- [Document section]
During the long months of the pandemic, 10 new, small businesses opened their doors on the Boulevard, filling in shop fronts and bringing more vitality to the neighborhood.

Now, with a strong foundation under the business district, and the pandemic easing enough for people to come out again, KNA is fine-tuning its focus to help the individual music businesses market themselves — a move that sparked the Winter Break Music Fest idea.

“The businesses need marketing help yesterday, everything from somebody to take a picture, and put it on Facebook to an advertisement,” said Corey Jenkins, KNA’s promoter and experience manager, and the mastermind behind the music fest. “Overall, most don’t know how to do any of that.”

But Jenkins does, having experience both as a musician with the band “Big Pop,” and in corporate marketing.

The Kenmore Winter Break Music Festival is set for December 17 & 18 at the Rialto Theatre on Kenmore Boulevard. (Courtesy of Kenmore Neighborhood Alliance)

KNA plans to begin promoting the core music businesses first, and expand to others on the Boulevard as she and Jenkins flesh out the best approach with the means they have to work with, Boyes said.

“There are people living within a block of these businesses that have not known for 15 to 20 years what these businesses even are,” she said. “That’s our job as the CDC here for this district is to make sure people know that this district is great. Magnify that visually, you know, marketing-wise [with signage] and branding. We want to make this affordable and accessible, but it cannot be free.”

The idea for a music fest was sparked when Jenkins began planning promotions with Rialto Theatre owners Seth and Nate Vaill for a relaunch of the theatre. The brothers bought the theater in 2010, and opened a performance venue, an event space and Just A Dream Recording Studios in 2015.

While working on a relaunch plan to showcase the theater’s newly created Living Room Stage for acoustic sets, Jenkins suggested a music festival.

“By December, people are missing the summer music festivals,” he said. “With the COVID stuff, there hasn’t been the opportunity for a lot of that, so I was like, ‘Let’s do something big.’”

The Vaills liked the idea so Jenkins contacted 91.3 The Summit FM, Akron’s original-music station, which agreed to participate. The Summit already refers to the Boulevard as Akron’s Music Row in ads, Jenkins said.

Once the other Boulevard’s music businesses agreed to sponsor the event the festival was on.

“It’s about giving Kenmore and the Rialto a signature music event that is unique and they can own,” Jenkins said.

Promoting the Boulevard as Akron’s Music Row makes sense, said Seth Vaill.

“To be honest, there’s a rich history here,” he said. “I think we start with the musicians and then the people come. I think that’s the key, getting the musicians to come down and play you know, and then people will follow once there’s a community of musicians that are here.”

Big Pop is scheduled to perform at Kenmore Winter Break Music Festival in December.

The Rialto is in good company on the Boulevard.

  • Lay’s Guitar Shop was opened by Virgil Lay in 1968, serving the likes of Jack Bruce, Phil Keaggy and Joe Walsh. Lay also founded SIT Strings (stay in tune), which is now located about two miles from the Boulevard.
  • Lay’s is now owned by Dan Shinn, who opened the Loft at Lay’s upstairs from the repair shop, and sells hand-made and custom instruments, vintage guitars, amplifiers and more. Shinn’s brother, Joel Shinn, runs a guitar refinish and restoration business and is working on launching Lay’s brand guitars.
  • The Guitar Department, a Boulevard staple since 2009, is a new and used consignment shop catering to players of every skill level and budget, and offering music lessons.
  • Among the recording studios is Thom Tadsen Live Album Recording Studio, in the former Cook Hardware. Tadsen operates a 24-track live and 128-playback music studio specializing in punk, metal, rock and rockabilly.

Boyes likens the services KNA could offer Boulevard businesses to agency work, where offerings would be on a project or retainer basis.

“We’re saying, ‘There’s a whole new group of people out there that could be paying attention to you, that want to pay attention to you, and we can reach them,’” she said. “Let us help you.”

- [Your goal] Copy from the article on the Kenmore music festival, word for word, the part from "The Vaills liked" up to and including "on the Boulevard.".

- [Supplied material]
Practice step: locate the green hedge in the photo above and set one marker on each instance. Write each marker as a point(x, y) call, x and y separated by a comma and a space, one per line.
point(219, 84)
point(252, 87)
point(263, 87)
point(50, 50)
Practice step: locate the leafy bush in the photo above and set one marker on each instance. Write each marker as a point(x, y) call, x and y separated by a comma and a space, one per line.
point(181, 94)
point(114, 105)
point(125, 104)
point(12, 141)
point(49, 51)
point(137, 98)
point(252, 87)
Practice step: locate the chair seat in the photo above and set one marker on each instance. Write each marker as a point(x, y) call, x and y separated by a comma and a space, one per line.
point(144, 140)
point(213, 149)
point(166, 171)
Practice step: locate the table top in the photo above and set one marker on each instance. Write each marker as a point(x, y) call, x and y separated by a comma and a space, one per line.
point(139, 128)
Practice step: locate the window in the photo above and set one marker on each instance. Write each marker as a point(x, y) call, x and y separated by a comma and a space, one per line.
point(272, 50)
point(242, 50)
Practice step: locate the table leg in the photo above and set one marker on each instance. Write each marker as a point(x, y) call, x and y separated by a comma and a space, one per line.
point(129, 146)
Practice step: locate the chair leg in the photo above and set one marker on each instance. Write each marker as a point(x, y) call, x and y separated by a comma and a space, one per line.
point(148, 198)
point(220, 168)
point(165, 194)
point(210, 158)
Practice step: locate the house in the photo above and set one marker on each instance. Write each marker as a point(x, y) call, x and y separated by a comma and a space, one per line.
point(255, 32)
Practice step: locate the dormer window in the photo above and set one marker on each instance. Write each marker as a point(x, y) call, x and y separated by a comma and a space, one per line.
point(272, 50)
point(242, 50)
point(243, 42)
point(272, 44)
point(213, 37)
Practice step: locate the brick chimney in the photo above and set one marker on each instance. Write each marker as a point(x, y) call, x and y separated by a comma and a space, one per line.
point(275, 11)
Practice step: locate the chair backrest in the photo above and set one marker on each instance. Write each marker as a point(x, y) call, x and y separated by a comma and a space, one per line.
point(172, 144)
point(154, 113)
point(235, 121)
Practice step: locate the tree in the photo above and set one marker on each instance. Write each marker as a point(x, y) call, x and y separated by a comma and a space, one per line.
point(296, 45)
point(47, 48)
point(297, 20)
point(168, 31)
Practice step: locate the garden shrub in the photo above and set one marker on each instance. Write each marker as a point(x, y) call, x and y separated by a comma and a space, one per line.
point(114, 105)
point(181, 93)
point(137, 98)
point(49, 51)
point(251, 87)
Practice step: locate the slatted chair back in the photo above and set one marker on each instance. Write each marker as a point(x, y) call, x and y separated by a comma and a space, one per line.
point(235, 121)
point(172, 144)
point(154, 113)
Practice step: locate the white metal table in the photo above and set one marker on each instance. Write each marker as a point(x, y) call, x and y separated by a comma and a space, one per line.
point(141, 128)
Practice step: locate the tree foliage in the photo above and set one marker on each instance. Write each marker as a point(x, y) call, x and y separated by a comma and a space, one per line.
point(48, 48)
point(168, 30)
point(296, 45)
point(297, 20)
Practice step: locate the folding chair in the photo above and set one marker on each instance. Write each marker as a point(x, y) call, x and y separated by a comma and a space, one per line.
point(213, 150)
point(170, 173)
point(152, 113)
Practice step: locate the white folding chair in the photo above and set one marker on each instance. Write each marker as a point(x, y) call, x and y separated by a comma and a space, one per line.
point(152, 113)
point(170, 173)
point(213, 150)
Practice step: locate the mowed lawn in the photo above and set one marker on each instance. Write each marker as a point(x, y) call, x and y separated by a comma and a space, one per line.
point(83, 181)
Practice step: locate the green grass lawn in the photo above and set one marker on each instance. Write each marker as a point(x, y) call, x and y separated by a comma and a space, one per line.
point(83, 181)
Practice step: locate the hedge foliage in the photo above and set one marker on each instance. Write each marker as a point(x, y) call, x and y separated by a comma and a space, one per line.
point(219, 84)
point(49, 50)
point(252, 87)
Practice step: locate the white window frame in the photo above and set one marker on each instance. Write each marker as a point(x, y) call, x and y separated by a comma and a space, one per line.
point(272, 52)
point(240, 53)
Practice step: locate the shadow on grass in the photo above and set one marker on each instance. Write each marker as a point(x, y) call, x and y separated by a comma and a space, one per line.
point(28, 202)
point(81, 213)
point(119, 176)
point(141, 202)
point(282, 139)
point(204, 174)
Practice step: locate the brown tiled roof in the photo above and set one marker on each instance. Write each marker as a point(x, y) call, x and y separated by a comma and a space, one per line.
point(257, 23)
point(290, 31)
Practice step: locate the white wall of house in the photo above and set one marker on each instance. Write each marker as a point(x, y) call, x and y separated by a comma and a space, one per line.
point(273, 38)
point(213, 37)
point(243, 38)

* * *

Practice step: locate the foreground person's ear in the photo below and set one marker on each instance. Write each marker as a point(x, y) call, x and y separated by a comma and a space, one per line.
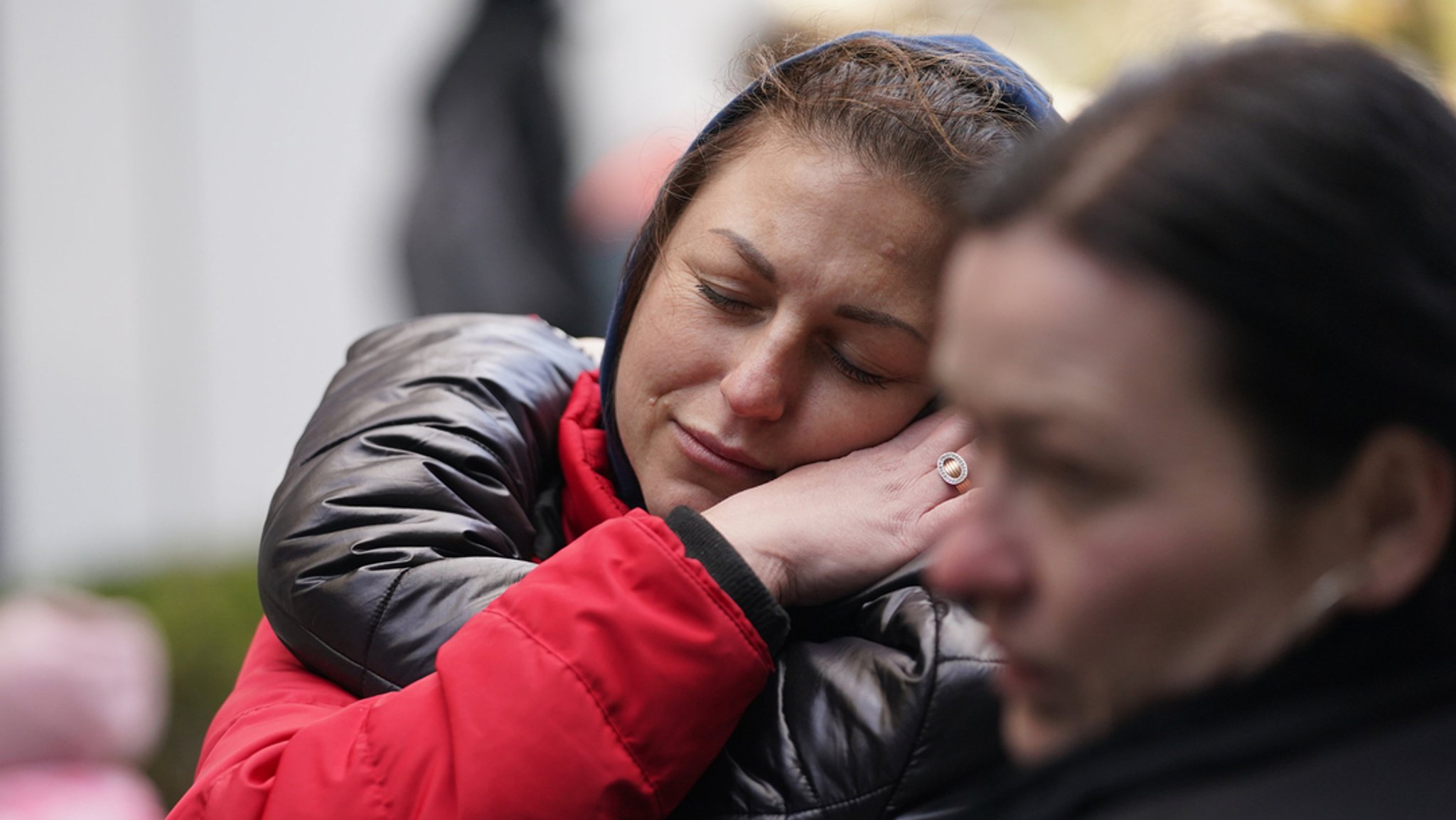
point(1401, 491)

- [Output for this task]
The Vaills liked the idea so Jenkins contacted 91.3 The Summit FM, Akron’s original-music station, which agreed to participate. The Summit already refers to the Boulevard as Akron’s Music Row in ads, Jenkins said.

Once the other Boulevard’s music businesses agreed to sponsor the event the festival was on.

“It’s about giving Kenmore and the Rialto a signature music event that is unique and they can own,” Jenkins said.

Promoting the Boulevard as Akron’s Music Row makes sense, said Seth Vaill.

“To be honest, there’s a rich history here,” he said. “I think we start with the musicians and then the people come. I think that’s the key, getting the musicians to come down and play you know, and then people will follow once there’s a community of musicians that are here.”

Big Pop is scheduled to perform at Kenmore Winter Break Music Festival in December.

The Rialto is in good company on the Boulevard.